▶ **Article**

Skyscraper is a 2018 American action thriller film written and directed by Rawson Marshall Thurber. Produced by Legendary Pictures, Seven Bucks Productions and FlynnPictureCo., the film stars Dwayne Johnson in the lead role, Neve Campbell, Chin Han, Roland Møller, Noah Taylor, Byron Mann, Pablo Schreiber, and Hannah Quinlivan. In the film, Will Sawyer, a former FBI agent, must rescue his family from a newly built Hong Kong skyscraper, the tallest in the world, after terrorists set the building on fire in an attempt to extort the property developer. The first non-comedy of Thurber's career, it also marks his second collaboration with Johnson, following Central Intelligence (2016).

Development started in May 2016 when Legendary Entertainment won the bidding war for a Chinese-set action adventure film. Johnson were cast to play the lead, while Thurber was attached as the film's scriptwriter, director and producer, with Flynn producing the film through his Flynn Picture Company, alongside Johnson's Seven Bucks Productions, with Universal handling distribution rights. Apart from Johnson's casting, the casting call began from June to August 2017. Filming began in August 2017 in Vancouver, British Columbia, Canada. Additional photography and exteriors were filmed at the Hong Kong Cultural Centre.

Skyscraper premiered in Beijing, on July 1, 2018 and was released in the United States by Universal Pictures on July 13, 2018, in 2D and RealD 3D formats. Skyscraper underperformed at the box office, grossing over $304 million worldwide against its production budget of $125 million and prompting Legendary to end its distribution deal with Universal. The film received mixed reviews from critics, who praised Johnson's performance and the film's suspenseful scenes, but criticized the story as clichéd and too similar to The Towering Inferno (1974) and Die Hard (1988).

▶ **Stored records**
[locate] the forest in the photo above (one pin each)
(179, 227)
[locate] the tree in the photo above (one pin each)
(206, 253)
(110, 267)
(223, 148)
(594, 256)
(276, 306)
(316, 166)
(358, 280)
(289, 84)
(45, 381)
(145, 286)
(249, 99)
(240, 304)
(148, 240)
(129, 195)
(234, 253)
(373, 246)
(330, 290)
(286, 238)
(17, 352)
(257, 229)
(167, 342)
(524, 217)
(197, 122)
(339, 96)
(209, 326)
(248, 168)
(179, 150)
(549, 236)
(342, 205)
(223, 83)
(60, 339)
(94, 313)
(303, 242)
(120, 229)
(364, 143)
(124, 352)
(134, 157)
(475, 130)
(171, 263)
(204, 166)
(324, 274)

▶ **Directive A**
Retype all of the stored rows above, line for line, with nothing changed.
▶ **Directive B**
Continue the article about the film Skyscraper from its last sentence.

▶ **Output A**
[locate] the forest in the photo above (one pin each)
(179, 227)
[locate] the tree in the photo above (one pin each)
(206, 253)
(110, 267)
(223, 148)
(594, 256)
(276, 306)
(316, 166)
(358, 280)
(289, 84)
(45, 381)
(145, 286)
(249, 99)
(240, 304)
(148, 240)
(129, 195)
(234, 253)
(373, 246)
(330, 290)
(286, 238)
(17, 352)
(257, 229)
(167, 342)
(524, 217)
(197, 122)
(339, 96)
(209, 326)
(248, 168)
(179, 150)
(549, 236)
(342, 205)
(223, 83)
(60, 339)
(94, 313)
(303, 242)
(120, 229)
(364, 143)
(124, 352)
(134, 157)
(475, 130)
(171, 263)
(204, 166)
(324, 274)

▶ **Output B**
Plot 
Will Sawyer, a Marine veteran turned FBI Hostage Rescue Team commander, loses his left leg below the knee when he and HRT colleague Ben Gillespie encounter a hostage taker with a suicide bomb.

Ten years later, Sawyer is a private security consultant who, on a recommendation from Gillespie, is hired to review security for the world’s tallest skyscraper, Hong Kong’s 3,500-feet (appx. 1,060-meter), 225-floor tower, "The Pearl", for owner Zhao Long Ji. Sawyer is joined by his wife, Sarah, and twin children, Georgia and Henry, staying with him on the not-yet-opened residential floors. Sawyer meets with Zhao, Gillespie, security director Okeke and head insurance underwriter Pierce, to report that the computerized fire and security systems have passed his tests, though he needs to inspect the offsite security center. Zhao provides him with a tablet that gives Sawyer complete control over the Pearl’s systems. Sawyer and Gillespie head to the offsite facility, but a thief hired by international terrorist Kores Botha attempts to steal the tablet. Gillespie reveals he is also working for Botha and attacks Sawyer for the tablet, but the confrontation concludes with Gillespie dying.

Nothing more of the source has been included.